Show all lines of the listing that contain the word "white".
DATA FOR THE TASK section start
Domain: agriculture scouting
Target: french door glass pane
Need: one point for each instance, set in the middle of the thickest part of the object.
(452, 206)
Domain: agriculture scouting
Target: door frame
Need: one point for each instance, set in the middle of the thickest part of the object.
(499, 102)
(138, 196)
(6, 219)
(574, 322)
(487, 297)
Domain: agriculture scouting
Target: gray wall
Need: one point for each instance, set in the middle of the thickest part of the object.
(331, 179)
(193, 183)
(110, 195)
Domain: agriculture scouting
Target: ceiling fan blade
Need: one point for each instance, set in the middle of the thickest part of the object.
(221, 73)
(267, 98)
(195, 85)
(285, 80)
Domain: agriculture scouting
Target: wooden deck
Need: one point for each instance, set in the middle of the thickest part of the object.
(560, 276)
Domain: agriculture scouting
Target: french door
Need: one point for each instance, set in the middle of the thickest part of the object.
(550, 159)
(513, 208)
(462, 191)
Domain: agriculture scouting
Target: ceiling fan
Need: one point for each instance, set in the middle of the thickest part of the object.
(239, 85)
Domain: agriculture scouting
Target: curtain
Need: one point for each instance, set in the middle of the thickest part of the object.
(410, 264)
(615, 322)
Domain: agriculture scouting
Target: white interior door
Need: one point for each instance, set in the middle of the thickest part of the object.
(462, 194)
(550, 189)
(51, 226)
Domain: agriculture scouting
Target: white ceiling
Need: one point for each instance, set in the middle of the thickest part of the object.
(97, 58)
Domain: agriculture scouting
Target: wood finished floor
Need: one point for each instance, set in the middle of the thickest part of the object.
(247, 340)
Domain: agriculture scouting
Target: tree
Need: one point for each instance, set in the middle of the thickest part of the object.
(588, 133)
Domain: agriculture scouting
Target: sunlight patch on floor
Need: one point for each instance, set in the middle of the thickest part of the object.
DATA FOR THE TASK section end
- _ANSWER_:
Target: white interior door
Target: white ceiling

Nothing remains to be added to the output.